Required tasks =
(1) According to the chat archive, which tool is one way to save and load a model for later use with scikit-learn?
(2) List the handle of every person who posts a message in the chat archive.

Quoted text =
These are chat archives for FreeCodeCamp/DataScience

14th
Nov 2017
glen weyombo
@weyoG
Nov 14 2017 10:20 UTC
hi guys
i am new in the data science but have some coding experince
i have a project at hand and i need some one tho guide me on where and how to implement it.
i have been following some tutorial on ML and have written a basic model that predicts house prices, my question is how do i use it in real life, like i want to expose endpoint, be it soap or REST where i can pass in the variables and use the model developed to predict the house price
Josh Goldberg
@GoldbergData
Nov 14 2017 11:44 UTC
Hi do I access the Pop-up that was available when I first entered this room?
Matthew Barlowe
@mcbarlowe
Nov 14 2017 12:17 UTC
@weyoG what language did you write your model in?
But usually you save the model to a file and then call that file in another script and pass it the variables that way
Matthew Barlowe
@mcbarlowe
Nov 14 2017 13:06 UTC
finally figured it out @evaristoc this link was what finally made the pieces click https://en.wikipedia.org/wiki/Disjoint-set_data_structure
glen weyombo
@weyoG
Nov 14 2017 14:12 UTC
@mcbarlowe I am using python.
Matthew Barlowe
@mcbarlowe
Nov 14 2017 14:16 UTC
Then usually using pickle is one way to save and load your model for future use at least if your using scikit learn
glen weyombo
@weyoG
Nov 14 2017 14:31 UTC
@mcbarlowe any material, tutorial or example i can follow?

[Rows of box annotation data]
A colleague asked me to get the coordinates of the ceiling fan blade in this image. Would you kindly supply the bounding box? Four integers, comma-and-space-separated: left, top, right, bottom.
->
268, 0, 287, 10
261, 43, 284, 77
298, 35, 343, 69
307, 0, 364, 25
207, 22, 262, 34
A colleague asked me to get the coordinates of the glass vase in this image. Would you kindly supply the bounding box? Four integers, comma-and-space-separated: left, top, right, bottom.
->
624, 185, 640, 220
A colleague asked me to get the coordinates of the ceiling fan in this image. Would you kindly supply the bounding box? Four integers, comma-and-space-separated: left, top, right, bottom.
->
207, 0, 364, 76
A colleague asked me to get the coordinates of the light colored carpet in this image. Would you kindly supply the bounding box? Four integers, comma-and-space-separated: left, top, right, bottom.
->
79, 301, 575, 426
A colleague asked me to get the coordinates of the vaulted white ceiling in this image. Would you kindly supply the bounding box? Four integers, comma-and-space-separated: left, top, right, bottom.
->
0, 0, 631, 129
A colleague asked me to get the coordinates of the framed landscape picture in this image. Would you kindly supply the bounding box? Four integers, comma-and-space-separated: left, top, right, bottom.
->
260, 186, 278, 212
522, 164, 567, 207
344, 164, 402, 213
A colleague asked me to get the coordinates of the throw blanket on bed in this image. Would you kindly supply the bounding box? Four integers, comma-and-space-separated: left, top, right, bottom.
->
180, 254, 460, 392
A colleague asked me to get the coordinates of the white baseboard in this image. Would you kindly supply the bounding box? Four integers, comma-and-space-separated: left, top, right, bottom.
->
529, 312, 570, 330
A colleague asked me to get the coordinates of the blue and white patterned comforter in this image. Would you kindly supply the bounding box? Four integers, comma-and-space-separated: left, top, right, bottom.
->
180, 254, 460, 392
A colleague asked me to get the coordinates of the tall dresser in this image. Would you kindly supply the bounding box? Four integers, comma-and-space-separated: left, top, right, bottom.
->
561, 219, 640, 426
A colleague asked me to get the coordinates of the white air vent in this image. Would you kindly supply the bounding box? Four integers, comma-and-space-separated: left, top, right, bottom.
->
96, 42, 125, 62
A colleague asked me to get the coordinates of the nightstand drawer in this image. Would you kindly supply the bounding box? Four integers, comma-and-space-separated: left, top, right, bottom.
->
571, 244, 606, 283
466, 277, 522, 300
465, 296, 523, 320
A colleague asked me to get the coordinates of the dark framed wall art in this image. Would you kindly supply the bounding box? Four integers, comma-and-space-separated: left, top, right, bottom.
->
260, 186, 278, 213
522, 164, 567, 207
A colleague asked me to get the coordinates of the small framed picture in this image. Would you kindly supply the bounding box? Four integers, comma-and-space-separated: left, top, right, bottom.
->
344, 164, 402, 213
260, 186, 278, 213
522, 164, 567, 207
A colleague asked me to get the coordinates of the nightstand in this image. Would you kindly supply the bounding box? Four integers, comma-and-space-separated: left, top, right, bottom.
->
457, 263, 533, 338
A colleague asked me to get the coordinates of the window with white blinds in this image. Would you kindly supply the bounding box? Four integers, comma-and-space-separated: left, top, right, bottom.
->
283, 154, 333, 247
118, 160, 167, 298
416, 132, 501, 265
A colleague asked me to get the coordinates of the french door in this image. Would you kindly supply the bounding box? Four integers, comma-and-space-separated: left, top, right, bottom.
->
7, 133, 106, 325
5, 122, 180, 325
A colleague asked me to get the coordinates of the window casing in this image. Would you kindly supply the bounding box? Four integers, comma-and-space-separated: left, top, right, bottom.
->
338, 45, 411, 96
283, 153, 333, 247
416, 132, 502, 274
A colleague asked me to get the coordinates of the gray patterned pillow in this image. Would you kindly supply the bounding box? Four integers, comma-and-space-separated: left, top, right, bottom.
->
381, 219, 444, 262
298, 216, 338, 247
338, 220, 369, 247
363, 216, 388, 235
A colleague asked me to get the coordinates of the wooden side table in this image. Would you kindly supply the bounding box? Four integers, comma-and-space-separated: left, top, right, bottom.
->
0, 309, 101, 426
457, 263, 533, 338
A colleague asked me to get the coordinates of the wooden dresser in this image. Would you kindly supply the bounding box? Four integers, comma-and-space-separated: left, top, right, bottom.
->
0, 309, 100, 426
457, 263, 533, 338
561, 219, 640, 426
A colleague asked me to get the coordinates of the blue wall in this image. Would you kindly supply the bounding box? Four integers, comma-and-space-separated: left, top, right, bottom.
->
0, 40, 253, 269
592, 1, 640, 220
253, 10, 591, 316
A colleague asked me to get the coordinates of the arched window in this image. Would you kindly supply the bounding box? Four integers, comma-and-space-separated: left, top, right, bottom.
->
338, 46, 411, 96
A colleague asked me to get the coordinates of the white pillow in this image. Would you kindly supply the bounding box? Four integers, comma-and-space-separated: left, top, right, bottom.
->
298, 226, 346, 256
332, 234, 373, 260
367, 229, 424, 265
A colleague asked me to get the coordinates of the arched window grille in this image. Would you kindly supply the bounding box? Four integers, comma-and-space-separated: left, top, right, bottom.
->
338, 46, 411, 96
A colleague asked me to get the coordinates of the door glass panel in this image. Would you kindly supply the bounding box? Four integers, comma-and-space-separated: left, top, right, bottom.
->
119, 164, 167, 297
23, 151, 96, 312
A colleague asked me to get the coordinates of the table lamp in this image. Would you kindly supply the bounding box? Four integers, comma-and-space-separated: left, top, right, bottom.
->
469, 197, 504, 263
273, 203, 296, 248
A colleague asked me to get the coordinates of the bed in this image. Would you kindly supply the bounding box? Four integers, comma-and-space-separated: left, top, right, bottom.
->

Task-by-task outputs =
(1) Pickle

(2) @weyoG, @GoldbergData, @mcbarlowe